Analysis of Field Research and Investigative Findings
With the limited information on the city’s website regarding response methods, it is difficult to determine the specifics of how the city equips its employees with response method analysis. Yet, one can easily discern from the information provided that planning and community engagement are employed by the fire department. In addition, budget constraints have obviously had an impact on the city, with the consolidation of fire rescue, ocean rescue, and EMS services. Training of firefighters on the front-line has obviously become the manner in which the city is attempting to respond to community emergencies. The problem is that the consolidation has affected the department’s ability to respond. Since the website communicates to the community that citizens need to make their own disaster plans in the event that emergency responders are unable to reach them for multiple days, one can ascertain that the department does not have the human capital to be efficient. Operational oversight on how to gather information, come up with effective response methods, train employees, and stay up to date on technology that can improve response methods, is obviously part of the city’s overall planning process.

**To do:**
1 > Render this sentence from the fire department analysis in Spanish: "The problem is that the consolidation has affected the department’s ability to respond."
2 > Carry the fire department analysis forward from its final sentence, keeping to its subject and technical tone.

**Given records:**
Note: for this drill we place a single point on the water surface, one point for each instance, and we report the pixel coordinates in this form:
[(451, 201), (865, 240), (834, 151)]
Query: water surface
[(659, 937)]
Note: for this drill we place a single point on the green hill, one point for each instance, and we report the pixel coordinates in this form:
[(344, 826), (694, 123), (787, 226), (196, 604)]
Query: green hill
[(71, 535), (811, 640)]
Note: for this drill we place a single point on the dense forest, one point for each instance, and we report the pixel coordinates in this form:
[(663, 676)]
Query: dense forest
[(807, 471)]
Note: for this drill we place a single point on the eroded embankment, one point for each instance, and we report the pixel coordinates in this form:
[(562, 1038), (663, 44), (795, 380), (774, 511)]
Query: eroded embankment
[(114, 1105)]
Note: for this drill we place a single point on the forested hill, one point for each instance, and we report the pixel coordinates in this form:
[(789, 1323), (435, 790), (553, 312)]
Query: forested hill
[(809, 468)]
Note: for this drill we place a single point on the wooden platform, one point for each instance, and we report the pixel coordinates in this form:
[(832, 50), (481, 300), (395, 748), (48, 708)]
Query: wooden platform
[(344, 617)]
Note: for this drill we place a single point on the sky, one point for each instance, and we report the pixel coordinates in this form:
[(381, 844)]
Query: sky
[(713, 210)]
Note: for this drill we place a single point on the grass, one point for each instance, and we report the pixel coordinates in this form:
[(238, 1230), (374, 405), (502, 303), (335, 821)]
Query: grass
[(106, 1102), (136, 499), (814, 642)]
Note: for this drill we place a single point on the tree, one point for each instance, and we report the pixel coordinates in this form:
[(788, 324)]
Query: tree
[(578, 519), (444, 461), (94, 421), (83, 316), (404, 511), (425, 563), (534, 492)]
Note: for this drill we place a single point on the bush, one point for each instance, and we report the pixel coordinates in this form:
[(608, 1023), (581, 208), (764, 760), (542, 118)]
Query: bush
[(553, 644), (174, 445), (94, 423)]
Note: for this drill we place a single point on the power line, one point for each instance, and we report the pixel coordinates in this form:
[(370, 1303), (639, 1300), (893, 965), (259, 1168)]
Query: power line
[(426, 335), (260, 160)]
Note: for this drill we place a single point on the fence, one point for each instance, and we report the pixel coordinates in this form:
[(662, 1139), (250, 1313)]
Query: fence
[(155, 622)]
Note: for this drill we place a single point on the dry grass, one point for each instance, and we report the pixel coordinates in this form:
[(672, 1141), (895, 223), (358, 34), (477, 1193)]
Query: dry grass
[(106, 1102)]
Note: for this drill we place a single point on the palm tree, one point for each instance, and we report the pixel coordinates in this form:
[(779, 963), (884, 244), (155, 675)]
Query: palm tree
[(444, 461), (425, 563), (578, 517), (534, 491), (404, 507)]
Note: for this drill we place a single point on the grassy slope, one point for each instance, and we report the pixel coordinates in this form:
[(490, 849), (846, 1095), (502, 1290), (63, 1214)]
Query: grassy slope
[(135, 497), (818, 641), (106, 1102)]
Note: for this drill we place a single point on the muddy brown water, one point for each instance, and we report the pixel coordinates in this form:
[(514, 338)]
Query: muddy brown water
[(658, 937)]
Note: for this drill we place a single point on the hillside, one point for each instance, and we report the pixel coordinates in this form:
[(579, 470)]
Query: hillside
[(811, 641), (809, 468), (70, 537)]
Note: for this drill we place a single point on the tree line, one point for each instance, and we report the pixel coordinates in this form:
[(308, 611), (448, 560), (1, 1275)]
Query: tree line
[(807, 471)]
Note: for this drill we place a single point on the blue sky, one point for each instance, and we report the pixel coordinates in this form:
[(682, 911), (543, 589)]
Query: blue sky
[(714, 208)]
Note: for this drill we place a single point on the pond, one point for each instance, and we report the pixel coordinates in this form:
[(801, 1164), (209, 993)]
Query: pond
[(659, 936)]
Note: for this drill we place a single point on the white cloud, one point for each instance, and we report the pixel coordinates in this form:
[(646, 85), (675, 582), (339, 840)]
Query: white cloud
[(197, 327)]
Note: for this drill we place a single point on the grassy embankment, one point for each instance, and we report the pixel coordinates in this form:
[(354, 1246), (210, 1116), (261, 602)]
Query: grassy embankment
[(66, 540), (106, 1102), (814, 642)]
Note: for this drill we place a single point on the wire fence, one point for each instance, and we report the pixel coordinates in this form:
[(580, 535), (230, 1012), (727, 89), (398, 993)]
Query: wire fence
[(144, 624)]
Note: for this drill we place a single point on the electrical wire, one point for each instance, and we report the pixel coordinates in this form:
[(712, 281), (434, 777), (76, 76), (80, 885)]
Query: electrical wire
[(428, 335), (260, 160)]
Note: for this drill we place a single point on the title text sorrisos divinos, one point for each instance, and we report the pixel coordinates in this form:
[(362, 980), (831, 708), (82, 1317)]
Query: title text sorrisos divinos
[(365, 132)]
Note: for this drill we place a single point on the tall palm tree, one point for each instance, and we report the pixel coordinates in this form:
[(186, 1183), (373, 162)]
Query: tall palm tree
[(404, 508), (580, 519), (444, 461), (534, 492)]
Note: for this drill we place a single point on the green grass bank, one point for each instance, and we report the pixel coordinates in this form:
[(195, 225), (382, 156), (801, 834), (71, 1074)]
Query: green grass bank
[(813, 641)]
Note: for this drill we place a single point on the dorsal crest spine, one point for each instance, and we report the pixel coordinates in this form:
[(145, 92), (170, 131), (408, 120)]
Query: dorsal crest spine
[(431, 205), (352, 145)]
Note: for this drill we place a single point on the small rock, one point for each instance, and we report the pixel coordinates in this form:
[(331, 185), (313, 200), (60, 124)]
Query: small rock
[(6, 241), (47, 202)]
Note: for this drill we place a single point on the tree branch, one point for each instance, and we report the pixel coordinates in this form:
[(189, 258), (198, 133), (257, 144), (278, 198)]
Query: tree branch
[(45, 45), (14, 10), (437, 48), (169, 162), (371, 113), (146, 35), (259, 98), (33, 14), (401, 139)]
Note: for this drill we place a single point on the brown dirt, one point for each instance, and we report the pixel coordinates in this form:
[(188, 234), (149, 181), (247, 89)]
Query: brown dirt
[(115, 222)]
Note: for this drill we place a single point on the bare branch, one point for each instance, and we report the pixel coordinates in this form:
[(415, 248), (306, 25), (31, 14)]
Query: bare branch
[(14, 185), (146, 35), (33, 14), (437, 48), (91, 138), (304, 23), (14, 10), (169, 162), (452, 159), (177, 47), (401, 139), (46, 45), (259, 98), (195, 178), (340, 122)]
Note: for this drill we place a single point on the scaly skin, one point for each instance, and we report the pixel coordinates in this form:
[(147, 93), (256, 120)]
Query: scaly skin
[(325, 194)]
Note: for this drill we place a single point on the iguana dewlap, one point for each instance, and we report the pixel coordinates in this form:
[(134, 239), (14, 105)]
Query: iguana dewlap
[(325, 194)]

**The responses:**
1 > El problema es que la consolidación ha afectado la capacidad del departamento para responder.

2 >
Reflection
Responding effectively and efficiently to disasters, emergencies, and community needs is a challenging and complex process. Based on the information in the literature review, the challenges of budget constraints, the need for ongoing training and evaluation, and advances in technology necessitate constant modifications in existing response methods. The City of Pompano Beach’s Fire Rescue Department is an example of how all of these factors can impair an agency’s ability to continue to meet community needs effectively. Although the city has a department dedicated to the analysis of its emergency planning and response methods, it is unclear whether the department has been effective at communicating a centralized response method mission to front-line employees.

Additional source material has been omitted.